*ACTIVITY*: Search the records for the string "every" and return each line that has it.

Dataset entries
Content starts
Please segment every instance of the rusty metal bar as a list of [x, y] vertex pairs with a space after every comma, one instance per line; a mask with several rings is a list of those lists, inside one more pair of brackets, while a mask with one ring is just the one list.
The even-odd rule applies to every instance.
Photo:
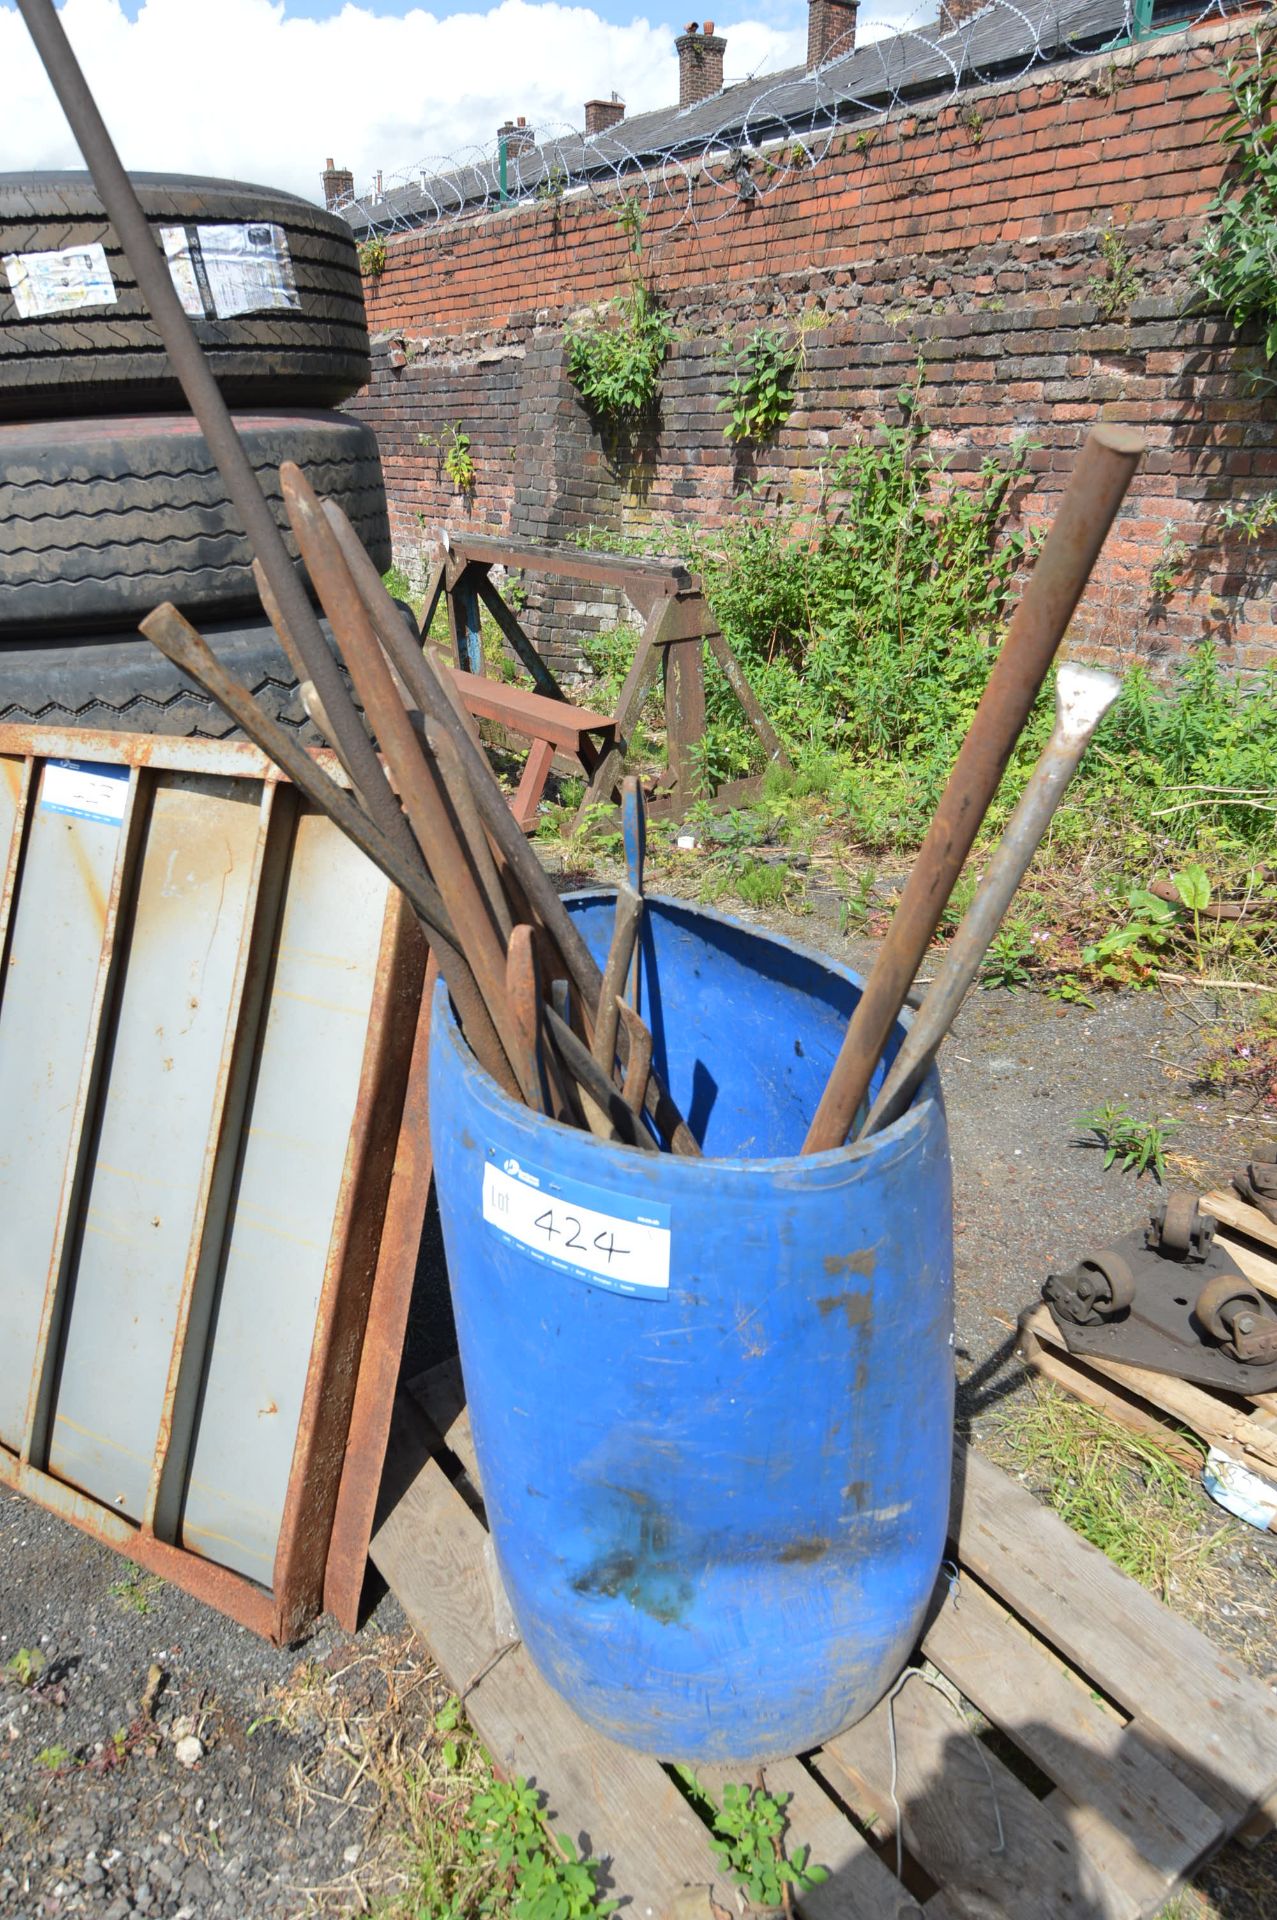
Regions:
[[[255, 1043], [265, 1004], [270, 950], [288, 875], [296, 806], [294, 788], [281, 791], [277, 781], [263, 781], [235, 977], [227, 1001], [204, 1163], [191, 1219], [186, 1264], [174, 1316], [168, 1378], [142, 1513], [143, 1529], [169, 1541], [176, 1540], [181, 1518], [202, 1375], [204, 1336], [221, 1265], [238, 1133], [248, 1101]], [[197, 1354], [194, 1364], [188, 1364], [188, 1352]]]
[[[0, 961], [3, 961], [8, 945], [9, 917], [13, 912], [13, 896], [18, 884], [18, 867], [26, 840], [31, 790], [35, 779], [34, 759], [27, 754], [19, 764], [16, 755], [6, 758], [3, 778], [9, 788], [13, 812], [9, 827], [9, 843], [5, 848], [3, 877], [0, 878]], [[3, 974], [0, 974], [0, 979], [3, 977]]]
[[47, 1507], [50, 1513], [69, 1521], [82, 1533], [91, 1534], [104, 1547], [126, 1554], [148, 1573], [157, 1573], [170, 1585], [216, 1607], [219, 1613], [237, 1620], [264, 1640], [277, 1638], [275, 1602], [261, 1587], [253, 1586], [227, 1567], [214, 1566], [211, 1560], [201, 1560], [198, 1554], [187, 1553], [181, 1547], [170, 1546], [167, 1541], [143, 1533], [131, 1520], [113, 1513], [110, 1507], [68, 1486], [65, 1480], [17, 1459], [4, 1447], [0, 1447], [0, 1485]]
[[537, 975], [536, 936], [526, 922], [510, 935], [505, 963], [506, 1001], [510, 1009], [516, 1071], [534, 1113], [549, 1113], [545, 1057], [541, 1038], [541, 982]]
[[[239, 682], [226, 672], [216, 659], [203, 637], [184, 620], [177, 608], [166, 602], [157, 607], [154, 613], [148, 613], [141, 622], [142, 632], [148, 640], [153, 640], [160, 652], [165, 654], [184, 673], [210, 693], [218, 704], [230, 714], [243, 731], [268, 753], [275, 764], [282, 768], [300, 792], [321, 813], [326, 813], [336, 826], [339, 826], [349, 839], [353, 840], [361, 853], [381, 868], [388, 879], [392, 880], [411, 902], [422, 925], [426, 928], [431, 943], [440, 951], [440, 964], [446, 954], [449, 965], [454, 969], [457, 981], [456, 993], [460, 993], [469, 1009], [470, 1025], [467, 1039], [474, 1048], [475, 1055], [492, 1070], [499, 1066], [502, 1059], [501, 1044], [496, 1029], [488, 1019], [482, 996], [471, 979], [467, 987], [466, 976], [469, 965], [457, 945], [452, 923], [448, 918], [443, 901], [439, 897], [434, 882], [425, 878], [421, 869], [420, 855], [416, 854], [412, 865], [403, 860], [398, 849], [391, 845], [386, 836], [369, 820], [367, 815], [339, 787], [335, 780], [326, 774], [283, 728], [264, 714], [257, 702]], [[455, 997], [455, 994], [454, 994]], [[460, 1009], [462, 1002], [458, 1000]], [[463, 1019], [465, 1015], [463, 1014]], [[486, 1026], [485, 1026], [486, 1022]], [[494, 1074], [494, 1078], [498, 1078]], [[505, 1084], [509, 1091], [515, 1090], [512, 1075], [507, 1075]]]
[[[508, 641], [518, 659], [532, 675], [537, 692], [544, 694], [548, 700], [567, 701], [567, 695], [564, 693], [562, 687], [550, 672], [549, 667], [546, 666], [545, 661], [541, 658], [527, 634], [523, 631], [523, 628], [519, 625], [514, 613], [506, 605], [488, 578], [486, 568], [475, 570], [475, 589], [484, 606], [488, 609], [488, 612], [501, 629], [504, 638]], [[570, 705], [571, 702], [569, 701], [568, 704]]]
[[[545, 1023], [560, 1059], [581, 1089], [582, 1096], [588, 1096], [604, 1116], [600, 1124], [610, 1124], [627, 1146], [658, 1153], [660, 1149], [642, 1120], [637, 1114], [631, 1113], [590, 1049], [573, 1033], [557, 1007], [548, 1006], [545, 1009]], [[591, 1131], [594, 1131], [593, 1125]]]
[[517, 567], [528, 573], [557, 573], [565, 580], [594, 586], [635, 586], [649, 593], [686, 593], [696, 585], [681, 560], [632, 559], [623, 553], [585, 553], [532, 542], [494, 539], [488, 534], [449, 535], [450, 550], [462, 562], [485, 567]]
[[1143, 435], [1094, 427], [1007, 630], [803, 1142], [840, 1147], [1130, 486]]
[[[280, 477], [293, 533], [319, 589], [364, 710], [394, 771], [412, 831], [429, 860], [448, 918], [456, 929], [457, 944], [465, 956], [464, 966], [459, 966], [456, 955], [445, 945], [439, 954], [439, 970], [457, 1003], [463, 1028], [468, 1020], [472, 1022], [466, 1037], [476, 1056], [495, 1080], [513, 1090], [513, 1081], [517, 1081], [518, 1075], [516, 1072], [512, 1081], [511, 1063], [501, 1037], [508, 1024], [505, 955], [498, 928], [448, 804], [438, 767], [413, 730], [359, 589], [314, 489], [291, 461], [280, 469]], [[474, 1010], [466, 1004], [471, 977], [487, 1003], [496, 1033], [495, 1048], [488, 1044], [485, 1023], [476, 1019]]]
[[627, 1107], [635, 1113], [643, 1110], [643, 1096], [647, 1092], [647, 1076], [652, 1071], [652, 1036], [633, 1007], [618, 998], [617, 1014], [621, 1025], [630, 1036], [630, 1057], [625, 1068], [625, 1084], [621, 1088], [621, 1098]]
[[953, 1025], [967, 990], [980, 971], [1002, 916], [1029, 869], [1042, 836], [1064, 797], [1092, 734], [1121, 692], [1112, 674], [1087, 667], [1061, 667], [1055, 683], [1055, 725], [1019, 804], [995, 848], [980, 890], [949, 943], [913, 1025], [857, 1139], [899, 1119], [921, 1086], [940, 1043]]
[[302, 1631], [323, 1597], [426, 959], [420, 926], [407, 903], [392, 896], [373, 993], [384, 1017], [370, 1023], [275, 1551], [281, 1641]]
[[368, 1542], [372, 1537], [382, 1464], [390, 1436], [390, 1414], [403, 1356], [417, 1252], [434, 1177], [434, 1156], [430, 1148], [430, 1009], [438, 976], [439, 962], [432, 952], [417, 1016], [408, 1087], [395, 1143], [381, 1245], [377, 1251], [377, 1271], [368, 1302], [324, 1566], [325, 1610], [347, 1633], [354, 1633], [359, 1625]]
[[726, 635], [717, 627], [711, 626], [705, 639], [710, 652], [723, 670], [723, 678], [740, 701], [745, 718], [762, 742], [767, 758], [774, 760], [778, 766], [787, 767], [790, 764], [789, 755], [785, 752], [776, 729], [759, 706], [754, 696], [754, 689], [745, 678], [745, 670], [729, 646]]
[[[329, 515], [330, 519], [332, 517], [332, 505], [333, 503], [327, 502], [325, 503], [325, 506], [324, 506], [324, 511]], [[338, 511], [340, 512], [340, 509], [338, 509]], [[435, 608], [439, 605], [439, 601], [447, 585], [447, 579], [448, 579], [447, 561], [446, 560], [436, 561], [434, 569], [431, 572], [430, 578], [426, 582], [426, 598], [421, 609], [421, 622], [418, 628], [418, 631], [421, 634], [421, 644], [423, 647], [426, 645], [429, 639], [430, 629], [431, 629], [431, 626], [434, 624]]]
[[128, 258], [169, 363], [199, 421], [226, 490], [265, 570], [282, 616], [281, 633], [292, 638], [289, 653], [298, 678], [313, 681], [324, 711], [336, 728], [334, 744], [345, 763], [354, 769], [360, 793], [377, 824], [393, 840], [396, 836], [390, 807], [394, 797], [388, 789], [383, 791], [377, 756], [350, 705], [340, 670], [320, 632], [306, 589], [288, 557], [283, 536], [235, 431], [230, 410], [178, 298], [168, 263], [155, 243], [155, 235], [120, 162], [53, 0], [18, 0], [18, 10], [93, 175], [107, 218]]
[[[482, 751], [453, 711], [434, 661], [422, 649], [402, 612], [386, 592], [376, 568], [363, 551], [358, 535], [340, 510], [331, 504], [328, 518], [337, 533], [347, 565], [391, 665], [427, 719], [433, 720], [451, 736], [494, 845], [522, 888], [528, 905], [546, 934], [558, 948], [582, 1003], [592, 1011], [599, 1003], [603, 975], [582, 939], [580, 929], [574, 924], [550, 884], [545, 869], [528, 845]], [[622, 1029], [623, 1060], [627, 1057], [628, 1046], [628, 1035]], [[655, 1122], [661, 1137], [669, 1142], [672, 1152], [699, 1155], [700, 1147], [695, 1136], [655, 1071], [648, 1081], [645, 1110]]]
[[439, 775], [447, 794], [449, 804], [456, 816], [457, 825], [469, 852], [476, 878], [483, 890], [488, 912], [492, 916], [503, 946], [508, 946], [510, 935], [514, 931], [514, 922], [510, 914], [510, 902], [506, 899], [497, 872], [497, 863], [492, 856], [492, 847], [484, 831], [479, 809], [466, 779], [465, 769], [461, 765], [457, 749], [452, 743], [452, 735], [445, 733], [440, 726], [427, 728], [427, 744], [434, 754], [439, 767]]
[[197, 680], [218, 705], [227, 712], [269, 761], [283, 770], [293, 785], [304, 793], [312, 806], [326, 813], [343, 833], [352, 839], [361, 853], [379, 866], [401, 893], [412, 901], [415, 911], [430, 929], [431, 937], [455, 944], [452, 928], [438, 892], [429, 880], [423, 880], [414, 866], [401, 859], [379, 827], [361, 813], [350, 795], [338, 786], [318, 761], [284, 732], [254, 701], [246, 688], [227, 673], [203, 636], [183, 618], [177, 608], [165, 601], [148, 613], [141, 623], [148, 640], [175, 666]]
[[[33, 786], [34, 797], [34, 786]], [[93, 1134], [93, 1114], [106, 1063], [107, 1036], [111, 1008], [119, 984], [123, 958], [122, 931], [128, 919], [134, 876], [146, 834], [150, 810], [150, 792], [143, 790], [140, 770], [129, 775], [124, 802], [124, 818], [111, 874], [111, 891], [102, 917], [102, 946], [98, 956], [97, 979], [89, 1010], [83, 1066], [76, 1088], [75, 1109], [63, 1163], [62, 1188], [58, 1198], [53, 1244], [45, 1273], [44, 1304], [36, 1334], [31, 1365], [31, 1384], [27, 1395], [26, 1420], [22, 1446], [23, 1464], [43, 1467], [49, 1451], [49, 1423], [53, 1379], [58, 1346], [66, 1313], [70, 1265], [74, 1253], [75, 1221], [80, 1196], [88, 1172], [89, 1150]]]
[[621, 995], [625, 992], [625, 983], [629, 978], [630, 961], [634, 957], [634, 943], [638, 938], [639, 922], [642, 918], [642, 895], [636, 893], [627, 881], [617, 888], [616, 907], [612, 918], [612, 940], [607, 950], [603, 985], [599, 989], [598, 1018], [594, 1022], [594, 1038], [590, 1044], [590, 1052], [609, 1079], [613, 1072], [617, 1024], [620, 1019], [617, 1009]]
Content ends
*WORKED SOLUTION*:
Please segment every instance of the rusty metal bar as a list of [x, y] vertex pairs with a space after every comma, one instance per line; a mask with several rings is a list of those lists, inside one more pair of brackets, while a mask with one ring is just the one list.
The even-odd rule applies to every instance.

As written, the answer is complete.